#### Activity:
What lines in the material hold the string "navy"? Return every one of them.
○ ○ ○
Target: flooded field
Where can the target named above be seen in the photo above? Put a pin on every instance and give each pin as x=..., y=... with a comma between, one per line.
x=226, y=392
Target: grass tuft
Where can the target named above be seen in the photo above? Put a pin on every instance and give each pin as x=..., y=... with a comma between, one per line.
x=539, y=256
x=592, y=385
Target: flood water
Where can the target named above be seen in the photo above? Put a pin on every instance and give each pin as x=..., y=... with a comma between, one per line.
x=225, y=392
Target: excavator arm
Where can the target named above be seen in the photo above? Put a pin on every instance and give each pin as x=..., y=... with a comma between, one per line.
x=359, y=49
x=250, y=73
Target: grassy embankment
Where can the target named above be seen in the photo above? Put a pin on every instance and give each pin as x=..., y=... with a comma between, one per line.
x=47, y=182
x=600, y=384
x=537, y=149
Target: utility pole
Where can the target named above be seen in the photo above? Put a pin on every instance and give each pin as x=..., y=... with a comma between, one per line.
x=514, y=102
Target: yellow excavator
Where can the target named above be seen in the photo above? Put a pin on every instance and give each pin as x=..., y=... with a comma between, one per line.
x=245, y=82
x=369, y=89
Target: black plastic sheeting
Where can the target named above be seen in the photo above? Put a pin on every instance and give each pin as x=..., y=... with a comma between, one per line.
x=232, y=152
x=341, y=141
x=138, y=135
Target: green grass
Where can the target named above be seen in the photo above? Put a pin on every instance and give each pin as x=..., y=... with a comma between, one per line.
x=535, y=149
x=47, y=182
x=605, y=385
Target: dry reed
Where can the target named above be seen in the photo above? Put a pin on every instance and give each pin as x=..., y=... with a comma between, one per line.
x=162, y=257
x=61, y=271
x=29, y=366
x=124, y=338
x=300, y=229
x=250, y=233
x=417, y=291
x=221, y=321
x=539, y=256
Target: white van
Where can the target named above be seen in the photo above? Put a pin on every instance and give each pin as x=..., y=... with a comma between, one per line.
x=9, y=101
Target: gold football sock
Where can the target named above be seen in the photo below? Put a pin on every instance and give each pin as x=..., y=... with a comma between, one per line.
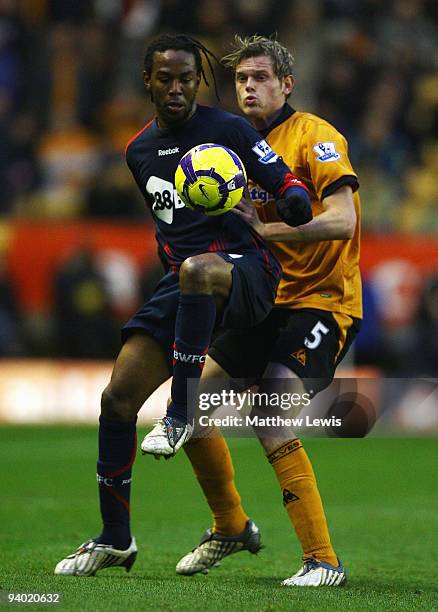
x=302, y=500
x=212, y=464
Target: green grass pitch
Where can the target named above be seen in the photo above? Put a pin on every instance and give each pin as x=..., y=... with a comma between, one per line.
x=380, y=495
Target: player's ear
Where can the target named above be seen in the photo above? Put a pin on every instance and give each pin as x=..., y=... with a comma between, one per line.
x=288, y=84
x=147, y=83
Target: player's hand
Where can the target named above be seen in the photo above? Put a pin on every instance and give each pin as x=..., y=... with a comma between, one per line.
x=246, y=210
x=295, y=208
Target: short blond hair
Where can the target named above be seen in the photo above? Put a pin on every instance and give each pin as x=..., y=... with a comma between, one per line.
x=253, y=46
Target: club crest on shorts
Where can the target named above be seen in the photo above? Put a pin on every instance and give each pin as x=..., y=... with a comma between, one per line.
x=326, y=151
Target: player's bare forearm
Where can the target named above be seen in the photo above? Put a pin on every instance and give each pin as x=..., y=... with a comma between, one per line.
x=336, y=222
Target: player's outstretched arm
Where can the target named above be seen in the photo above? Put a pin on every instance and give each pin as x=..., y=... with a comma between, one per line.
x=336, y=222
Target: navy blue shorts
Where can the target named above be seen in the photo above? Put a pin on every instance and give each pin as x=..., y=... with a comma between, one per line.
x=255, y=277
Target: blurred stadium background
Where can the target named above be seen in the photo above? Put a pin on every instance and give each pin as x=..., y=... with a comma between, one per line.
x=77, y=254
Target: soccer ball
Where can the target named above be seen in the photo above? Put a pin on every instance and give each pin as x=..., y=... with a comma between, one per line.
x=210, y=179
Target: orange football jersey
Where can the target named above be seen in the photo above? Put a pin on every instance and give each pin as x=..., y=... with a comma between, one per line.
x=322, y=274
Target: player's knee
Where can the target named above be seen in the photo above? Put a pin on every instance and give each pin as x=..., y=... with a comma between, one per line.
x=115, y=408
x=195, y=275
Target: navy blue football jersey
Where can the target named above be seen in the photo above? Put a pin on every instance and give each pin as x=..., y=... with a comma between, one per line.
x=153, y=155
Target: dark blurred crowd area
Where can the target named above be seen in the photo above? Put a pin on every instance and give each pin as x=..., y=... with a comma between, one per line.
x=71, y=96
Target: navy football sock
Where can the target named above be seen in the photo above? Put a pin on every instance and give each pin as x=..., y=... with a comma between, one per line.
x=194, y=326
x=117, y=448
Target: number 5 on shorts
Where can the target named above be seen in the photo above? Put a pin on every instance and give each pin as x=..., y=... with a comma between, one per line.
x=318, y=330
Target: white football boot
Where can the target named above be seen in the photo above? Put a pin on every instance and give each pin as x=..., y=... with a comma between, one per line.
x=166, y=438
x=91, y=557
x=317, y=573
x=213, y=547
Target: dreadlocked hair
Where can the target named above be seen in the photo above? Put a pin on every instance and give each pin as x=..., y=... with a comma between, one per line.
x=181, y=42
x=253, y=46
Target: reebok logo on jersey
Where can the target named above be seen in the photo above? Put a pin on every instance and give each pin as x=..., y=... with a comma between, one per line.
x=178, y=356
x=326, y=151
x=265, y=154
x=162, y=152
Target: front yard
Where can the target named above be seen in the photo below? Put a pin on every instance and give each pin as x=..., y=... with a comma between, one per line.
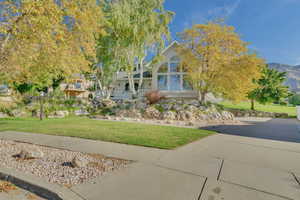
x=164, y=137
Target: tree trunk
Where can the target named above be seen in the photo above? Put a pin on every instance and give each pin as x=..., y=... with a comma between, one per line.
x=41, y=108
x=141, y=74
x=202, y=97
x=101, y=88
x=131, y=85
x=252, y=104
x=4, y=43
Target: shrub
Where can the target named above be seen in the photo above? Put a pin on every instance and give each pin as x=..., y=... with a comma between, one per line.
x=295, y=99
x=159, y=108
x=154, y=96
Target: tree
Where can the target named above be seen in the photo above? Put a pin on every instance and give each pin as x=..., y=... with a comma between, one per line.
x=134, y=27
x=44, y=40
x=218, y=61
x=269, y=88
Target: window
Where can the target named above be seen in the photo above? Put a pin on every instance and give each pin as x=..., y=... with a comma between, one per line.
x=171, y=77
x=163, y=68
x=162, y=82
x=186, y=83
x=174, y=67
x=175, y=82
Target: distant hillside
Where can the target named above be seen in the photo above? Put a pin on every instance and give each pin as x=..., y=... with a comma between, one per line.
x=293, y=74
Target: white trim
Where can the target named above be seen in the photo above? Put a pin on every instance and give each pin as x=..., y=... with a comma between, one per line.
x=171, y=45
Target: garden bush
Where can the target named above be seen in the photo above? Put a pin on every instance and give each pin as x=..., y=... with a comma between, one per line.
x=295, y=100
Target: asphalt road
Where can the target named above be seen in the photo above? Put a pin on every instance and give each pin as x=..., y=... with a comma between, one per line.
x=275, y=129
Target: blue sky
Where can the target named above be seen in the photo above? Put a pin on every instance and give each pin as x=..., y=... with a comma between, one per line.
x=271, y=26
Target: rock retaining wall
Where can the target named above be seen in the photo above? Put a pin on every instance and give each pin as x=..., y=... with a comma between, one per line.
x=254, y=113
x=170, y=110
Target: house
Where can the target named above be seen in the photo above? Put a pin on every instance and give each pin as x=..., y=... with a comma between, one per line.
x=167, y=76
x=77, y=87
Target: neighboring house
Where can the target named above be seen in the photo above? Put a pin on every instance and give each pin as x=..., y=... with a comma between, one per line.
x=167, y=76
x=78, y=87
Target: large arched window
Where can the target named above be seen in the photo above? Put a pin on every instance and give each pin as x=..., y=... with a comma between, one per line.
x=171, y=76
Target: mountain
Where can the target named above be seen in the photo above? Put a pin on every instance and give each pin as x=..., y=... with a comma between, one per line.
x=293, y=75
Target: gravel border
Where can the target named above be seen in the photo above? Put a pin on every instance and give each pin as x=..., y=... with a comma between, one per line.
x=55, y=165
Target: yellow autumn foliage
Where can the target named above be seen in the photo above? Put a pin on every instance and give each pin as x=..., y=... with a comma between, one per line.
x=218, y=61
x=47, y=39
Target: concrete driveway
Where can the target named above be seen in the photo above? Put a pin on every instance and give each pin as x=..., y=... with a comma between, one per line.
x=219, y=167
x=274, y=129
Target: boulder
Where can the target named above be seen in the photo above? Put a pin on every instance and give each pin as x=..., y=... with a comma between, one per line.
x=81, y=112
x=108, y=103
x=185, y=115
x=133, y=113
x=19, y=113
x=24, y=154
x=151, y=113
x=168, y=115
x=61, y=114
x=78, y=161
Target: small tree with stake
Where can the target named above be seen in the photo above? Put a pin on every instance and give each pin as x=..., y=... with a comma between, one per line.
x=270, y=87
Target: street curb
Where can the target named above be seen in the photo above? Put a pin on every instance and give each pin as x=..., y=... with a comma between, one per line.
x=37, y=185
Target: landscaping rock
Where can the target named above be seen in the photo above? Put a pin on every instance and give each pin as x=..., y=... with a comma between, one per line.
x=81, y=112
x=134, y=113
x=24, y=154
x=255, y=113
x=79, y=162
x=19, y=113
x=61, y=114
x=168, y=115
x=151, y=113
x=108, y=103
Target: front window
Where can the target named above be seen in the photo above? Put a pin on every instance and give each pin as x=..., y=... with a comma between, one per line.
x=171, y=76
x=162, y=82
x=175, y=82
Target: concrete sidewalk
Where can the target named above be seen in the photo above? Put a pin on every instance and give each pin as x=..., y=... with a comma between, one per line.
x=214, y=168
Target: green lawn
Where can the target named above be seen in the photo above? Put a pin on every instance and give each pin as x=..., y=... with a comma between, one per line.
x=267, y=108
x=164, y=137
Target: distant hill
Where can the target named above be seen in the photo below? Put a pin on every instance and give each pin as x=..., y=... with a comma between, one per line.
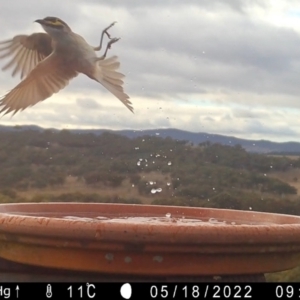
x=259, y=146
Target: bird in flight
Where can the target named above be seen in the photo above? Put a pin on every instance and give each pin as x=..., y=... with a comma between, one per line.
x=47, y=62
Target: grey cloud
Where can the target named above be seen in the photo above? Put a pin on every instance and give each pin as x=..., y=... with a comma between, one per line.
x=87, y=103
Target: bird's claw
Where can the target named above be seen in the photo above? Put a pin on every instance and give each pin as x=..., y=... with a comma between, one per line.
x=108, y=27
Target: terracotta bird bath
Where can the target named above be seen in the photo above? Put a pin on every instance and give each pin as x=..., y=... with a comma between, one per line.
x=148, y=240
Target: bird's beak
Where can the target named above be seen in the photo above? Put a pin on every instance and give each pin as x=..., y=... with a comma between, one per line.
x=40, y=21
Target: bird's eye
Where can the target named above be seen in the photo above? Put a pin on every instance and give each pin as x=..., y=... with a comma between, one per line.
x=56, y=22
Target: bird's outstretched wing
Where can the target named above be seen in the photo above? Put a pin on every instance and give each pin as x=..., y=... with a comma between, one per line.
x=47, y=78
x=105, y=72
x=26, y=51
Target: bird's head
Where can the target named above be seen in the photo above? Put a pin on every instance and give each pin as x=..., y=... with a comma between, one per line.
x=52, y=24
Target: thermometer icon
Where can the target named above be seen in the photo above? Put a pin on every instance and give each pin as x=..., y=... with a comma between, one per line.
x=49, y=291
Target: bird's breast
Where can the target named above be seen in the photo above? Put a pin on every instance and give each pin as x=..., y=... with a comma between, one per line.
x=76, y=53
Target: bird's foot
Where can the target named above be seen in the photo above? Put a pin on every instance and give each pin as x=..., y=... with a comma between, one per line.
x=108, y=46
x=105, y=31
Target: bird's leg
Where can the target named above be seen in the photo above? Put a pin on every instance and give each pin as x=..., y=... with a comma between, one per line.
x=102, y=35
x=112, y=41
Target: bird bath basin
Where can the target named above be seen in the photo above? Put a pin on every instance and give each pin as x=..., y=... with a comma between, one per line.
x=148, y=240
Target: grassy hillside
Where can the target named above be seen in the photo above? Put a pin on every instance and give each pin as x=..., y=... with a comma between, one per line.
x=60, y=166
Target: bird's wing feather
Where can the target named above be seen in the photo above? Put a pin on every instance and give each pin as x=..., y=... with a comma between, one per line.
x=47, y=78
x=105, y=72
x=26, y=51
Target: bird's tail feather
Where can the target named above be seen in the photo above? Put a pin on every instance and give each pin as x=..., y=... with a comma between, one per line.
x=105, y=72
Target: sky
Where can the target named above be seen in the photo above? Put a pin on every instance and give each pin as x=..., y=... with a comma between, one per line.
x=229, y=67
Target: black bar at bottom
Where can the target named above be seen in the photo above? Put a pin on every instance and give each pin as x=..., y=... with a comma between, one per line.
x=149, y=290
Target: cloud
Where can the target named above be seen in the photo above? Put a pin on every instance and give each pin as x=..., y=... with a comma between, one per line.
x=87, y=103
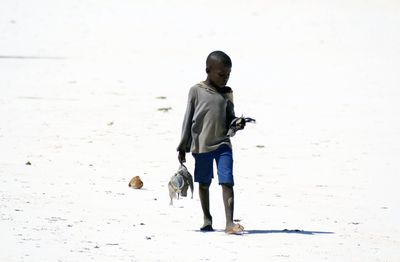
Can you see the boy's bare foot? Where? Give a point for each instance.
(234, 229)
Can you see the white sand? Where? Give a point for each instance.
(320, 77)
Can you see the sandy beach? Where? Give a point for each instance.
(94, 92)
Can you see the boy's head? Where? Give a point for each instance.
(218, 68)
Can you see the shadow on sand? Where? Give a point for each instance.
(272, 231)
(285, 231)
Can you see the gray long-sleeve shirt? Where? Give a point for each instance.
(208, 114)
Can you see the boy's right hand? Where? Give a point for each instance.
(182, 157)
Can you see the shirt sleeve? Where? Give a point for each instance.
(230, 109)
(186, 136)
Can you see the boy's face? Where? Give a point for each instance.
(218, 74)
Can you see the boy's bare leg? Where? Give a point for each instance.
(204, 194)
(228, 196)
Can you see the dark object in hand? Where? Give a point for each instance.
(238, 124)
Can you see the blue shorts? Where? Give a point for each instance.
(203, 169)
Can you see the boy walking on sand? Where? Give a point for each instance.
(204, 133)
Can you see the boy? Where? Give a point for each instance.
(204, 133)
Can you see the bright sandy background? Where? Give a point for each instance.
(93, 93)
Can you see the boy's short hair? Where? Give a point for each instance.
(220, 57)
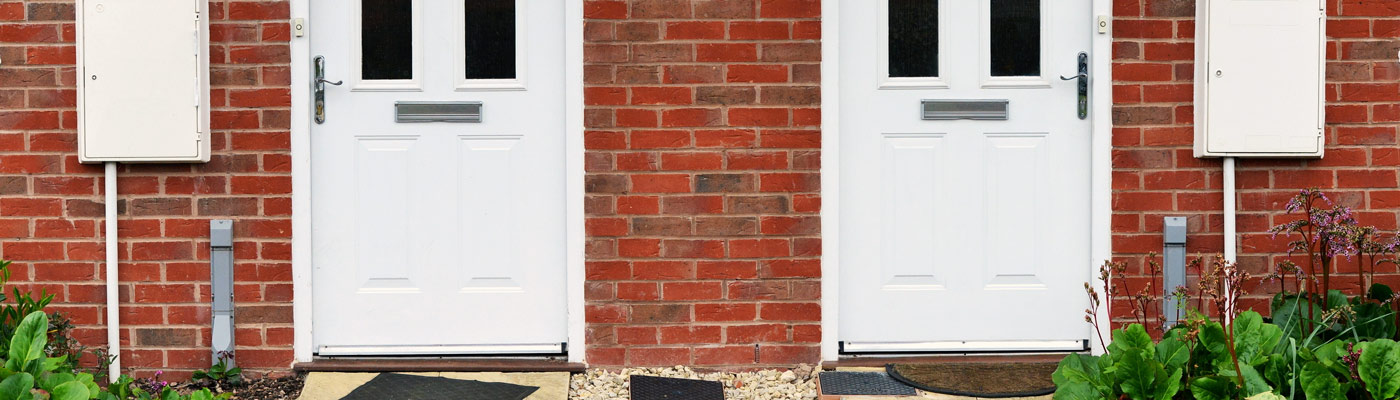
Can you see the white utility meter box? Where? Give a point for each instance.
(143, 80)
(1259, 77)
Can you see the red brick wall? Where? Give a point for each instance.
(51, 206)
(703, 188)
(1155, 175)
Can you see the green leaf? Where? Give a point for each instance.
(1319, 383)
(72, 390)
(1082, 368)
(1213, 388)
(51, 381)
(1266, 396)
(1255, 383)
(28, 341)
(1166, 388)
(16, 386)
(1172, 353)
(1255, 339)
(1138, 375)
(1133, 337)
(1213, 340)
(1381, 293)
(1290, 312)
(1379, 368)
(1336, 298)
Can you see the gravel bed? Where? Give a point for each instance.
(797, 383)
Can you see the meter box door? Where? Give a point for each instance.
(1259, 77)
(143, 80)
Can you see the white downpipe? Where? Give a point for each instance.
(1231, 239)
(1229, 211)
(114, 327)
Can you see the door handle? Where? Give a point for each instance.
(319, 87)
(1084, 84)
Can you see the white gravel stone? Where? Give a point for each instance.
(797, 383)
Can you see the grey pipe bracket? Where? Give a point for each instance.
(221, 287)
(1173, 266)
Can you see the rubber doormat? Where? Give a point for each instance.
(433, 388)
(657, 388)
(863, 383)
(979, 379)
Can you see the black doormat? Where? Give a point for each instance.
(434, 388)
(977, 379)
(863, 383)
(657, 388)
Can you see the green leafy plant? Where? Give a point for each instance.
(125, 388)
(1318, 343)
(221, 374)
(30, 374)
(17, 306)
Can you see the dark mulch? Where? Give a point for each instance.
(977, 379)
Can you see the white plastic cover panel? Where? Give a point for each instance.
(143, 80)
(1259, 80)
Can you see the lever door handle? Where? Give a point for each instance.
(318, 87)
(1084, 84)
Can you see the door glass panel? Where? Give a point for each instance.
(387, 39)
(490, 39)
(913, 38)
(1015, 38)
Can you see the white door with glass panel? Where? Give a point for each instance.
(963, 175)
(438, 176)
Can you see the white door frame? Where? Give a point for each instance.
(301, 175)
(1101, 109)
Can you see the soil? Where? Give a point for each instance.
(280, 388)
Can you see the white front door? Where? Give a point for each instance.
(968, 230)
(438, 237)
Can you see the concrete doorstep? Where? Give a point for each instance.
(335, 385)
(921, 393)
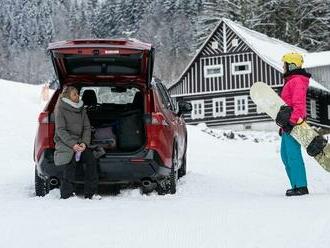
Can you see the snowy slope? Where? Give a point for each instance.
(232, 196)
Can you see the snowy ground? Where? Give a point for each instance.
(232, 196)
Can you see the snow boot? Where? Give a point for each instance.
(297, 191)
○ ○ ○
#### Response to this exercise:
Target: navy blue shorts
Target: navy blue football jersey
Target: navy football sock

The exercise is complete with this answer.